▶ **WORK TO DO**:
Could you copy all of the records below, character for character?

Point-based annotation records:
++++++++++++++++++++
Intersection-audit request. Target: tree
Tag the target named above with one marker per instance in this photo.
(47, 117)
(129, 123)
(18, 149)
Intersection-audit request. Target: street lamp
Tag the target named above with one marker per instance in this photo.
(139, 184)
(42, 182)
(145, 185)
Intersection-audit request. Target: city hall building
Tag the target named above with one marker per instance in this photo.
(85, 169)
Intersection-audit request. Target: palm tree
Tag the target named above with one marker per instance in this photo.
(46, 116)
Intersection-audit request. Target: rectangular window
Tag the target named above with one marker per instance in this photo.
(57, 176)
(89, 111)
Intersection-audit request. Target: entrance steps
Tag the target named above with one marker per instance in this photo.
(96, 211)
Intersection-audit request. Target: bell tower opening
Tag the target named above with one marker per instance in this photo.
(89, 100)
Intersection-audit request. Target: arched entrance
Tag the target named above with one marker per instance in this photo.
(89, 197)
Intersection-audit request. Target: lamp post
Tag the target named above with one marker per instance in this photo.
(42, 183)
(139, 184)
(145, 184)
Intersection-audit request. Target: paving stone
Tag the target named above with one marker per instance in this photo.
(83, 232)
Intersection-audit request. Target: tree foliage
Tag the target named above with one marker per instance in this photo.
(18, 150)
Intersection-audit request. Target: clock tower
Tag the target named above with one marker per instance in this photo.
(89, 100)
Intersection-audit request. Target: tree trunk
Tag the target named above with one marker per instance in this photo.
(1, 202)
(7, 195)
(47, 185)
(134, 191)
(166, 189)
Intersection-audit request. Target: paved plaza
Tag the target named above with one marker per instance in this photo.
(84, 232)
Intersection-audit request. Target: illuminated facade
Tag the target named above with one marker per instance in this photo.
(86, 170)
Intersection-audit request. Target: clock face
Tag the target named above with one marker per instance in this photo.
++++++++++++++++++++
▶ **PROBLEM SOLUTION**:
Intersection-audit request. Target: tree
Tag the target named above with one marker per instance in this photo.
(47, 117)
(129, 123)
(18, 149)
Intersection-audit request. Target: street lamp
Tag the target named above with one marker per instance in this photo.
(139, 184)
(42, 182)
(145, 185)
Intersection-audit request. Target: city hall building
Tag the target named above with one marker per instance in this photo.
(85, 169)
Intersection-audit request. Target: palm tree
Tag the target named above with one marker per instance in this photo.
(46, 116)
Intersection-audit request. Target: rectangular window
Tag the target named above with one marker per instance in this photo.
(57, 176)
(89, 111)
Intersection-audit request. Target: entrance steps
Tag the target named above with one marker per instance in this photo.
(96, 211)
Intersection-audit request. Target: bell tower opening
Tag the target named above with one marker per instance in this photo.
(89, 100)
Intersection-audit request. Target: arched entrance
Tag the target named above with one marker per instance in this photo.
(89, 197)
Intersection-audit request. Target: lamp post
Tag the target named above with one marker per instance in this photo.
(42, 183)
(139, 184)
(145, 184)
Intersection-audit request. Target: paving stone
Tag the target named above with one marker per instance in this photo.
(83, 232)
Intersection-audit request. Target: tree foliage
Tag the target named above with one marker per instance in this photo.
(18, 150)
Intersection-audit request. Target: clock tower
Tag the target named above with one marker per instance in this photo.
(89, 100)
Intersection-audit request. Target: tree trunk
Tag the target named above with one marker per instance in this photo.
(1, 202)
(7, 195)
(47, 185)
(134, 191)
(166, 189)
Intersection-audit request. Target: paved plaza
Tag the target named above with one marker per instance in this photo.
(84, 232)
Intersection-audit request. Target: illuminated facade
Tag the target named above with one marker per instance in this photo.
(86, 170)
Intersection-audit request. Target: clock face
Tag the target named above with one marker per instance in this photo.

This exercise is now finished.